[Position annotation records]
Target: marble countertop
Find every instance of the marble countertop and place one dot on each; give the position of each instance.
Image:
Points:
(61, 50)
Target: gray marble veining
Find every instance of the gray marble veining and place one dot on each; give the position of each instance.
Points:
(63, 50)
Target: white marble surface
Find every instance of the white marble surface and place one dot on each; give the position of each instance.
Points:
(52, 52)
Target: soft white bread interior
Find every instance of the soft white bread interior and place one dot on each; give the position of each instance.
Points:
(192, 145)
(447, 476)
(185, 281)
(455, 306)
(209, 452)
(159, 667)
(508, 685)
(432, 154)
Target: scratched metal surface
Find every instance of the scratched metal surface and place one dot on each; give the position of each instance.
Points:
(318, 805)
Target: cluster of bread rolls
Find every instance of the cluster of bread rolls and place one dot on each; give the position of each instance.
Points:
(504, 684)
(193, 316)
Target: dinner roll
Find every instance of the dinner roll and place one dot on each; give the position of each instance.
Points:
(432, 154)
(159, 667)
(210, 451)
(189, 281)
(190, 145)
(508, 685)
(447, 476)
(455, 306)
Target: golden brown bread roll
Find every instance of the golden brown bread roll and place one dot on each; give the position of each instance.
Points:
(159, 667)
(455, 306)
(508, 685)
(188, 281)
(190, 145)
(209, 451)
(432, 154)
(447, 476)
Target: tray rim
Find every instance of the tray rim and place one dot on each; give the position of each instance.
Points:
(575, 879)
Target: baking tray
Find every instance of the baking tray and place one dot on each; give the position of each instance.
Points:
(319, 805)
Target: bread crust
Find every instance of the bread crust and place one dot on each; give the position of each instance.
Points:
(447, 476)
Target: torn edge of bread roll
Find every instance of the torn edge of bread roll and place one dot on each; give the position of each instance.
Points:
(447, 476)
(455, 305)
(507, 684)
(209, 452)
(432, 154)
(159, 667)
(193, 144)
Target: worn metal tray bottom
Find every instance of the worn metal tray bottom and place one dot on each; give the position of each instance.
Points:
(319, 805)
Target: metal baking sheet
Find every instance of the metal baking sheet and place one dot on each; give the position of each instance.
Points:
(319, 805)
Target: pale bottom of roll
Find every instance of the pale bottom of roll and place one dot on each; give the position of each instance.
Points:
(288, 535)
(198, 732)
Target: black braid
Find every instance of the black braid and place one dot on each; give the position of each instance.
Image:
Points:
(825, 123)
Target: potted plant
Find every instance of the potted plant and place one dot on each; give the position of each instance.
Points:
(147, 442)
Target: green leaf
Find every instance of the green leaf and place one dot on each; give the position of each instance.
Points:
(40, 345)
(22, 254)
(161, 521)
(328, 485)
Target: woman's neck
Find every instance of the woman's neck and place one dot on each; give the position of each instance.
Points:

**Task to complete**. Please update all of the lines above, replacing "place one dot on each" with "put a single dot on each" wherever it appears and leaving everything else unchanged.

**Written solution**.
Target: marble countertop
Find every instance of the marble countertop and put a single dot on each; give the position of each instance.
Image:
Points:
(61, 50)
Target: gray marble veining
Find every instance of the gray marble veining and put a single dot on each; give the position of each instance.
Points:
(63, 50)
Target: white marble surface
Find every instance of the white marble surface and put a single dot on each; give the position of each instance.
Points:
(52, 52)
Target: soft white bread interior
Find every instance of the soft white bread interior and put a single dot on each; give the position of each instance.
Points:
(192, 145)
(447, 476)
(185, 281)
(455, 306)
(209, 452)
(159, 667)
(508, 685)
(432, 154)
Target: scratched metal surface
Find every instance of the scratched metal surface and put a single dot on each; give the position of each instance.
Points:
(318, 805)
Target: cluster of bread rolls
Find every instance of the cluster of bread rolls and put a single dot on each; give the position of each instance.
Points:
(504, 684)
(193, 316)
Target: dinner roll
Find every instance of the dinner roll and put a single dot on each; give the position of each instance.
Points:
(432, 154)
(159, 667)
(210, 451)
(189, 281)
(190, 145)
(508, 685)
(447, 476)
(455, 306)
Target: golden brown bread roll
Find every instance of the golden brown bread roll and put a single dot on each; give the position of each instance.
Points:
(159, 667)
(455, 306)
(508, 685)
(188, 281)
(190, 145)
(209, 451)
(432, 154)
(447, 476)
Target: tray rim
Find every instance of the tray rim and put a single dot on each; give the position of each instance.
Points:
(575, 879)
Target: baking tray
Find every instance of the baking tray and put a single dot on each; give the position of each instance.
Points:
(319, 805)
Target: bread crust
Find every instance of the bread crust and put a single dot on each; give the position of each instance.
Points:
(447, 476)
Target: torn edge of bread roll
Find every instance of the torn edge of bread roll and put a single dot on each; give the position of each instance.
Points:
(447, 476)
(455, 305)
(507, 684)
(209, 452)
(432, 154)
(159, 667)
(193, 144)
Target: worn metal tray bottom
Find every instance of the worn metal tray bottom and put a single dot on each; give the position of each instance.
Points:
(319, 805)
Target: metal baking sheet
Find every instance of the metal baking sheet and put a single dot on each; give the position of each instance.
Points:
(319, 805)
Target: pale bottom of roll
Find every instance of the pale bottom of roll and put a single dot on each; give the position of each instance.
Points:
(288, 535)
(198, 732)
Target: black braid
Find every instance of the black braid and put a single dot on each; give the position of each instance.
Image:
Points:
(825, 123)
Target: potted plant
Find every instance of the potted plant and put a single dot on each; give the position of each instance.
Points:
(147, 442)
Target: green leaf
Find every instance of the green leaf and put a single dot on each; give the position of each instance.
Points:
(40, 345)
(22, 254)
(161, 521)
(328, 485)
Target: woman's neck
Find every instance of the woman's neck and put a single dot on each; give the position of each instance.
Points:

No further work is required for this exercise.